### EXERCISE INSTRUCTIONS
Starting at the line with "the black arc", transcribe each line through the final one, both included, and add nothing.

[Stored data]
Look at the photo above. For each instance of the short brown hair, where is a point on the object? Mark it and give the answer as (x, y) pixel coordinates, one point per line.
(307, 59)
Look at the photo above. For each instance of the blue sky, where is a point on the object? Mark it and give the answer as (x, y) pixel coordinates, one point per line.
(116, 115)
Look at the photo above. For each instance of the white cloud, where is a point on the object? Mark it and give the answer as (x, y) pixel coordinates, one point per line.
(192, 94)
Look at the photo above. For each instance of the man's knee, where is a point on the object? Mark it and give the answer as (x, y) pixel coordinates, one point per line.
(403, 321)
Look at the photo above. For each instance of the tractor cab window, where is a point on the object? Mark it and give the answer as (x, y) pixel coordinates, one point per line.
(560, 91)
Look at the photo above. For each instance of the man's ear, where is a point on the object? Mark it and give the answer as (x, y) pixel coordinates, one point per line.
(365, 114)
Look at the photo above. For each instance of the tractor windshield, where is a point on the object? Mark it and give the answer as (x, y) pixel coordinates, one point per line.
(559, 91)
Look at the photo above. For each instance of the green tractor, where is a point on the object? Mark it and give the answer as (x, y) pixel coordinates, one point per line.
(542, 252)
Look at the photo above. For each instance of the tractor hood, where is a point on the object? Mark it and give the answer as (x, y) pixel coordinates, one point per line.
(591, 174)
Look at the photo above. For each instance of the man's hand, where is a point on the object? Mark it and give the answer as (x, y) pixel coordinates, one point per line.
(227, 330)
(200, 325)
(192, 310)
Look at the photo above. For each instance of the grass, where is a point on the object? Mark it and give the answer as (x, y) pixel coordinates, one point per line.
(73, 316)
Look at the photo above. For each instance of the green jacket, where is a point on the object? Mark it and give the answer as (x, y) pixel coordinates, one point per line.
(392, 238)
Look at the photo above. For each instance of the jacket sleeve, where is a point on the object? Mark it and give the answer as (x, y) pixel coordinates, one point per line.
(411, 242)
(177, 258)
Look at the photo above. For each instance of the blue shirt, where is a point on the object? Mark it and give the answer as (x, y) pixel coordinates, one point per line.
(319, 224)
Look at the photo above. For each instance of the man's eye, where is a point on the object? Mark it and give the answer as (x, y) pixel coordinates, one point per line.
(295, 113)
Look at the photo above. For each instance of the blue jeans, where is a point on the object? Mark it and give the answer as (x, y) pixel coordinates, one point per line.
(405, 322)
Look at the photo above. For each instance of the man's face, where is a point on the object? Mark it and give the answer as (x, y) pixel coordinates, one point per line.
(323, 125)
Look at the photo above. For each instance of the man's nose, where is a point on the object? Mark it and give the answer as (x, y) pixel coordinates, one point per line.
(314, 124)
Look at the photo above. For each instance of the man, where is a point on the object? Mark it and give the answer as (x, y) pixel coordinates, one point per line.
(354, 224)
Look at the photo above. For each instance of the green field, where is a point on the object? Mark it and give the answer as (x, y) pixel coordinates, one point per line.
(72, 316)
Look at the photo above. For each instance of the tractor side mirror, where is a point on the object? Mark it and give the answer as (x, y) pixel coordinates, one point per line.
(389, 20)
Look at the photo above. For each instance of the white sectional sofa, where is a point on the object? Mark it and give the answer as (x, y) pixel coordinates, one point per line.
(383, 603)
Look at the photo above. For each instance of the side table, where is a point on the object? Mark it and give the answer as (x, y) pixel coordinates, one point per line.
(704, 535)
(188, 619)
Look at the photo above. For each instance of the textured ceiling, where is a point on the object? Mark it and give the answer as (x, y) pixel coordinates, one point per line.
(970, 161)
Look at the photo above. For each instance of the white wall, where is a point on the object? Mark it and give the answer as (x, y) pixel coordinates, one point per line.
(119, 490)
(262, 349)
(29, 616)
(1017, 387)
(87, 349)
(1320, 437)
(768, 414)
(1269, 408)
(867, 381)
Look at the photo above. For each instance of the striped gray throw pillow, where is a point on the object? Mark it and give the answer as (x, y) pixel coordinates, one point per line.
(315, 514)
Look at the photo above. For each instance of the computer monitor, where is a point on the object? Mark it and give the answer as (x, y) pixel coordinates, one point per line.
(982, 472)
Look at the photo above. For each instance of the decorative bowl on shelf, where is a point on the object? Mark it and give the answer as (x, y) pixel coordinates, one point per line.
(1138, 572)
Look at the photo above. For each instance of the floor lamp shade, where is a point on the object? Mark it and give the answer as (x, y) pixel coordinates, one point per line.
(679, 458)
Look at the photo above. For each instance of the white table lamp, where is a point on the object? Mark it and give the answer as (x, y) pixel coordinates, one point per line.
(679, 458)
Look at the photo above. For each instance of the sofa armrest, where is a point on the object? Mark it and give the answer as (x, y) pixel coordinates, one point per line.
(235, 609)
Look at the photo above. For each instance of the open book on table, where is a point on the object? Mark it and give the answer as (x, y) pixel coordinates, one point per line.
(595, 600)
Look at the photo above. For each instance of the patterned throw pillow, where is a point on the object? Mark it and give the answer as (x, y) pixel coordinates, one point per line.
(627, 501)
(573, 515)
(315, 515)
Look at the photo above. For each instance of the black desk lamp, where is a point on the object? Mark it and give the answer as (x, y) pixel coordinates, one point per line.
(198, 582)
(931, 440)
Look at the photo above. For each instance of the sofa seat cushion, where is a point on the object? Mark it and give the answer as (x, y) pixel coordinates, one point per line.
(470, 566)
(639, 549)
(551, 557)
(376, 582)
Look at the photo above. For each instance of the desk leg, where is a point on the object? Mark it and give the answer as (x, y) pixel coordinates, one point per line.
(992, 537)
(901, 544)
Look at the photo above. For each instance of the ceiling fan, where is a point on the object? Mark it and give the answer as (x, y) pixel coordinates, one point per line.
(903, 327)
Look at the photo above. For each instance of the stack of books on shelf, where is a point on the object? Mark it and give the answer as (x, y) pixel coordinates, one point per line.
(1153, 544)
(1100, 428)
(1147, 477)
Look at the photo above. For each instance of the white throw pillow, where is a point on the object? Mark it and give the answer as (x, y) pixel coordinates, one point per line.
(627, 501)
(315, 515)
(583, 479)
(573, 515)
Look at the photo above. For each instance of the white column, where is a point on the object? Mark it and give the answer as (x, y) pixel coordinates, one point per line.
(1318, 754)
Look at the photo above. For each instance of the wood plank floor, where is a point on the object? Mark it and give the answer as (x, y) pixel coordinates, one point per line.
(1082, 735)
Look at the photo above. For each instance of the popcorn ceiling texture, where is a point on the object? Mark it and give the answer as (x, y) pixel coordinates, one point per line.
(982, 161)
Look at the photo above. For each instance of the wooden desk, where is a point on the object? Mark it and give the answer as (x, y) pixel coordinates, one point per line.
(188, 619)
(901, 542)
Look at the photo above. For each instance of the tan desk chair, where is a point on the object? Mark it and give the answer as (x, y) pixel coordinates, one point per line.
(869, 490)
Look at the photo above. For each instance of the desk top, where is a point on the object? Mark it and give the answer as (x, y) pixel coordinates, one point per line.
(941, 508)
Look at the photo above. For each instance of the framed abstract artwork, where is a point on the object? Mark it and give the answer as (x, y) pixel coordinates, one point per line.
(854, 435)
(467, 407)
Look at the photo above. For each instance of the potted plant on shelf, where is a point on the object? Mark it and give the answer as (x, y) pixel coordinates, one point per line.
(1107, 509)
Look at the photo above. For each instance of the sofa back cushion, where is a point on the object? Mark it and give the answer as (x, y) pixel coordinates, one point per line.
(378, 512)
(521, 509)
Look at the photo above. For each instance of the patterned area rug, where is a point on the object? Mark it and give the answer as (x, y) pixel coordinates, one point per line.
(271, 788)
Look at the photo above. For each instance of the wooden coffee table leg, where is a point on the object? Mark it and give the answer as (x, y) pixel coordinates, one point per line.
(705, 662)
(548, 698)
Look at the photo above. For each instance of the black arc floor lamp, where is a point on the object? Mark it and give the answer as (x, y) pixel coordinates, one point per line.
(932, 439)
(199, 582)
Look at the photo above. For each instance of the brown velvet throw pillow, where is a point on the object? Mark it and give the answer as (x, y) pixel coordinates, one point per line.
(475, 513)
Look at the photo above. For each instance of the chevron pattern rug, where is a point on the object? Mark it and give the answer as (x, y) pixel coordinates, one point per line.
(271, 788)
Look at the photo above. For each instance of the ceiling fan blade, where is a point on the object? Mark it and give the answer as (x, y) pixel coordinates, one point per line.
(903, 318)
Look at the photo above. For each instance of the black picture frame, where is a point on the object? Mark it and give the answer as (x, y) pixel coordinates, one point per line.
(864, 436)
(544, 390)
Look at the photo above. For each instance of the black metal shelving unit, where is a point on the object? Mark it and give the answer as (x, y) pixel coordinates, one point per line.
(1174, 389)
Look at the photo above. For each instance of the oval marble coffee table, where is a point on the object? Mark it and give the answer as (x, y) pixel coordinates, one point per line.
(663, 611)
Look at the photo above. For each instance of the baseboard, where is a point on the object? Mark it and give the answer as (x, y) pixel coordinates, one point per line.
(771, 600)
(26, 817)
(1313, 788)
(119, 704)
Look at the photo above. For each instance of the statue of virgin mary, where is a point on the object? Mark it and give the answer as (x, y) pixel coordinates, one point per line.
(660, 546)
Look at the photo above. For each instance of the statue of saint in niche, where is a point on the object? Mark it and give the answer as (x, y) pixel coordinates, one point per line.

### SOLUTION TO THIS TASK
Look at the photo above. For each instance of the black arc floor lamp, where is a point on the object? Mark it and give the answer as (x, y) pixel coordinates, one point per line.
(932, 439)
(199, 582)
Look at the photo above. For each instance of the brown velvet throw pillow, where is a point on the object? Mark it and give the answer as (x, y) pixel coordinates, one point per line.
(475, 513)
Look at the photo above. For each instance of the chevron pattern rug, where is a point on the object? Mark it and give the answer as (x, y) pixel coordinates, one point per line.
(271, 788)
Look at the photo above. For each instance of the ceiling fan blade, where is a point on the object? Mark it and give the answer as (x, y) pixel coordinates, one point per line.
(903, 318)
Look at the photo above. For each instance of the black picture frame, where is a point on the object? Mark it and give the answer as (x, y) pixel coordinates, one point per line.
(864, 436)
(544, 390)
Look at the photo above. For each instance of the black metal shelving unit, where is a point on the object? Mark it and give the answer as (x, y) pixel coordinates, one point per line.
(1174, 389)
Look at the photo above. For each instance of the oval marble coffee table, where is a point on the object? Mark it and give the answer as (x, y) pixel coordinates, one point per line.
(663, 611)
Look at the photo above. For each instance of the baseboard, where is a point on the object? Mark it and give the answer as (x, y) pixel coordinates, one point per line.
(771, 600)
(26, 817)
(1313, 788)
(119, 704)
Look at the photo above. For each instance of the statue of virgin mary, where is a point on the object? Mark it and give the answer as (x, y) pixel coordinates, one point per line.
(660, 546)
Look at the photo above. For each instance of the statue of saint in niche, where is a point on the object? Mark it and give the answer as (x, y) pixel coordinates, one point per line.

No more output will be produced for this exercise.